PEDIDO —
Continue o excerto abaixo sobre a pedra de Ançã a partir da sua última frase.

EXCERTO DO DOCUMENTO —
····················

Origem e características[editar | editar código-fonte]

As principais pedreiras onde é extraída a pedra de Ançã situam-se de um e de outro lado da Várzea, vale que se estende entre Ançã e Portunhos, e prolongam-se um pouco além de Portunhos, até próximo de Outil. As jazidas exploradas integram-se no ramo setentrional da bacia Lusitânica, sendo exploradas camadas datadas do Bajociano (Jurássico Médio),[2][1] com cerca de 174 milhões de anos de idade. Os calcários extraídos são de cor clara, branco-amarelada, raramente branco-azulado, de granulado muito fino, compacto e homogéneo, bioclástico e calciclástico, de tendência oolítica com cimento micrítico pouco espatizado.[3] As variedades mais brandas, especialmente o branco brando, são pobres em esparite na matriz, estando esta mesmo ausente nas pedras mais moles.

····················

DADOS BRUTOS —
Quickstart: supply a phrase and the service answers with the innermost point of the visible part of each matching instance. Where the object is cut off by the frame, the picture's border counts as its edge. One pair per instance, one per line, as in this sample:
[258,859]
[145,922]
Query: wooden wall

····················

RESPOSTA —
Apesar de uma razoável constância nas características básicas, a pedra de Ançã aparece em diversos tipos: uma pedra branca, muito dura, usada para cantarias; uma pedra, também branca, mas branda, usada para escultura dada a sua facilidade de ser trabalhada; e uma pedra branca, ligeiramente azulada, muito rija, usada apenas como rachão.

Uma característica importante comum a todas as variedade é a sua baixa permeabilidade, consequência da sua baixa porosidade, o que permitiu a sua aplicação na construção de pias para azeite, vinho, lagares e recipientes para a água.

A sua alvura, particularmente a mais rija, tornou-a procurada para a fabricação de cal, especialmente de cal fina para a caiação, produzindo um produto de extrema alvura.

A pedra branca branda, de textura muito fina e branca foi a mais utilizada, pois pela sua brandura corta-se como se fosse madeira e admite toda a espécie de lavores, por mais pequenos e minuciosos que sejam. Quando utilizada como pedra de construção permite rendilhados ornamentais de grande finura e quando usada em estatuária permite obras de grande finura e pormenor. Quando exposta ao ar, adquire uma patine lisa e simples.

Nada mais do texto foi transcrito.